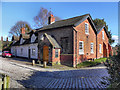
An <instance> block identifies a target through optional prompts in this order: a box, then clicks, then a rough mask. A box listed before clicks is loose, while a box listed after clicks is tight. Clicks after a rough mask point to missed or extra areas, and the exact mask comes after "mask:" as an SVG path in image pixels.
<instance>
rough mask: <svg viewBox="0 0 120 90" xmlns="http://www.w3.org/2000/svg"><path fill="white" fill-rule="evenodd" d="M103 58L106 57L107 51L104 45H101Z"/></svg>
mask: <svg viewBox="0 0 120 90" xmlns="http://www.w3.org/2000/svg"><path fill="white" fill-rule="evenodd" d="M103 57H107V49H106V45H105V43H103Z"/></svg>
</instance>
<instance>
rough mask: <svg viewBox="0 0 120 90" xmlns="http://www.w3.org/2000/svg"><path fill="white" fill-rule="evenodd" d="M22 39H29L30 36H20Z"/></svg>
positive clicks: (25, 34)
mask: <svg viewBox="0 0 120 90" xmlns="http://www.w3.org/2000/svg"><path fill="white" fill-rule="evenodd" d="M22 38H23V39H29V38H30V35H29V34H22Z"/></svg>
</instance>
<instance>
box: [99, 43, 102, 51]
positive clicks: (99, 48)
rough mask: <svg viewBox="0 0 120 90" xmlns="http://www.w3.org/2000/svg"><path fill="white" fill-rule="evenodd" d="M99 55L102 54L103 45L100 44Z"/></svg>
mask: <svg viewBox="0 0 120 90" xmlns="http://www.w3.org/2000/svg"><path fill="white" fill-rule="evenodd" d="M99 53H102V45H101V44H99Z"/></svg>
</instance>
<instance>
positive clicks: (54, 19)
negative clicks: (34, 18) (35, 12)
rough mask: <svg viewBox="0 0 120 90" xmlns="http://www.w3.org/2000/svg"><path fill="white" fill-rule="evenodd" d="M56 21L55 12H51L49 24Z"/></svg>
mask: <svg viewBox="0 0 120 90" xmlns="http://www.w3.org/2000/svg"><path fill="white" fill-rule="evenodd" d="M54 22H55V17H54V16H53V14H50V16H49V17H48V24H52V23H54Z"/></svg>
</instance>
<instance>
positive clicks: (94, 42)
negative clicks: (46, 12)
mask: <svg viewBox="0 0 120 90" xmlns="http://www.w3.org/2000/svg"><path fill="white" fill-rule="evenodd" d="M23 30H24V29H23ZM22 33H23V34H22V35H21V36H20V38H19V40H18V38H17V37H14V39H13V45H12V47H11V52H12V53H13V54H15V55H16V56H19V57H26V58H34V59H38V60H39V61H41V63H42V62H44V61H46V62H47V64H52V65H54V64H60V63H61V64H65V65H69V66H73V67H76V65H77V64H79V63H81V62H83V61H85V60H89V59H95V58H101V57H109V54H110V53H111V52H112V47H111V46H110V44H109V42H108V39H109V34H108V32H107V30H106V28H105V26H102V27H99V28H98V27H97V28H96V26H95V25H94V23H93V20H92V18H91V16H90V14H85V15H82V16H77V17H73V18H69V19H65V20H60V21H55V17H54V16H53V15H50V17H49V18H48V25H46V26H44V27H42V28H38V29H36V30H32V31H30V32H29V33H27V34H26V33H25V32H22ZM26 36H29V37H26ZM22 52H23V53H22ZM33 55H34V56H33Z"/></svg>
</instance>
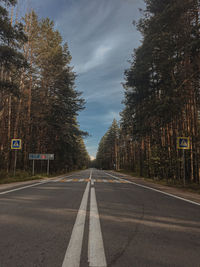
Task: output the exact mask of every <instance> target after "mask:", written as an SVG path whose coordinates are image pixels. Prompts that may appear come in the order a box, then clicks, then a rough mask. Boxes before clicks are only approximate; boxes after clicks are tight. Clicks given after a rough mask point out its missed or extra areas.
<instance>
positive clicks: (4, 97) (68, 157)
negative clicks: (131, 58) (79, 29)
mask: <svg viewBox="0 0 200 267" xmlns="http://www.w3.org/2000/svg"><path fill="white" fill-rule="evenodd" d="M15 4H16V1H15V0H0V25H1V26H0V170H2V169H4V170H6V171H7V172H9V171H10V170H12V169H13V162H14V160H13V158H14V152H13V151H12V150H11V147H10V145H11V139H12V138H20V139H22V150H21V151H18V162H17V166H18V168H20V169H24V170H29V169H30V164H31V163H30V162H29V159H28V154H29V153H52V154H55V160H54V161H53V162H52V164H51V169H52V170H54V171H60V170H72V169H80V168H84V167H86V166H87V165H88V163H89V156H88V153H87V151H86V148H85V145H84V142H83V137H84V136H86V135H87V133H85V132H83V131H81V130H80V129H79V125H78V122H77V116H78V112H79V111H81V110H82V109H83V108H84V99H82V98H81V93H79V92H77V91H76V90H75V78H76V75H75V73H74V72H73V68H72V67H71V66H70V61H71V55H70V53H69V50H68V46H67V44H66V43H65V44H63V40H62V37H61V35H60V33H59V32H58V31H57V30H55V29H54V23H53V21H51V20H50V19H49V18H45V19H38V17H37V14H36V13H35V12H34V11H30V12H29V13H28V14H26V15H25V17H24V18H18V17H17V14H16V9H15V8H14V6H15Z"/></svg>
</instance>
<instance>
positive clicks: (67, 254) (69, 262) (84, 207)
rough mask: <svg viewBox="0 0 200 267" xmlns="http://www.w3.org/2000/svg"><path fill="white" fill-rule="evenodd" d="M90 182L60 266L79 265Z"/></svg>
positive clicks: (82, 241) (79, 208) (83, 199)
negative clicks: (64, 253)
mask: <svg viewBox="0 0 200 267" xmlns="http://www.w3.org/2000/svg"><path fill="white" fill-rule="evenodd" d="M89 189H90V182H88V183H87V186H86V188H85V191H84V194H83V198H82V201H81V205H80V208H79V210H78V214H77V217H76V221H75V224H74V227H73V230H72V234H71V238H70V241H69V244H68V247H67V250H66V253H65V257H64V260H63V264H62V267H79V265H80V257H81V250H82V243H83V234H84V228H85V219H86V213H87V203H88V195H89Z"/></svg>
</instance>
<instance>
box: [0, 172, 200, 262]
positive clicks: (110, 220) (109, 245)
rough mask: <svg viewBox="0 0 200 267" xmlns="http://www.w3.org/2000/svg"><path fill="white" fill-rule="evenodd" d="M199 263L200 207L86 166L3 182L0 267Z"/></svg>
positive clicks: (181, 199)
mask: <svg viewBox="0 0 200 267" xmlns="http://www.w3.org/2000/svg"><path fill="white" fill-rule="evenodd" d="M78 266H80V267H88V266H91V267H106V266H116V267H135V266H142V267H143V266H145V267H149V266H152V267H156V266H159V267H160V266H170V267H171V266H180V267H184V266H186V267H199V266H200V205H198V204H195V203H190V202H187V201H184V200H182V199H178V198H176V197H173V196H170V195H166V194H163V193H161V192H157V191H154V190H151V189H150V188H145V187H141V186H137V185H135V184H133V183H130V182H128V181H126V180H125V179H124V177H123V176H120V175H119V176H115V177H113V176H111V174H109V173H106V172H104V171H100V170H94V169H93V170H85V171H81V172H78V173H74V174H73V175H71V176H68V177H60V178H57V179H53V180H51V181H43V182H32V183H29V184H27V185H15V186H13V188H9V189H8V188H6V189H5V188H2V187H0V267H78Z"/></svg>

> [Description of the task]:
Using the data above, extract exactly the lines from the one that holds "positive clicks: (82, 241)" to the one that holds "263L200 207L86 166L3", both ends included, and no others.

> [Task answer]:
positive clicks: (82, 241) (79, 208) (83, 199)
negative clicks: (64, 253)
mask: <svg viewBox="0 0 200 267" xmlns="http://www.w3.org/2000/svg"><path fill="white" fill-rule="evenodd" d="M89 189H90V182H88V183H87V186H86V188H85V191H84V194H83V198H82V201H81V205H80V208H79V210H78V214H77V217H76V221H75V224H74V227H73V230H72V234H71V238H70V241H69V244H68V247H67V250H66V253H65V257H64V260H63V264H62V267H79V265H80V257H81V250H82V243H83V234H84V228H85V219H86V213H87V203H88V195H89Z"/></svg>
</instance>
<instance>
box: [0, 172, 200, 262]
positive clicks: (110, 220) (109, 245)
rough mask: <svg viewBox="0 0 200 267" xmlns="http://www.w3.org/2000/svg"><path fill="white" fill-rule="evenodd" d="M199 263L200 207L86 166L3 182L0 267Z"/></svg>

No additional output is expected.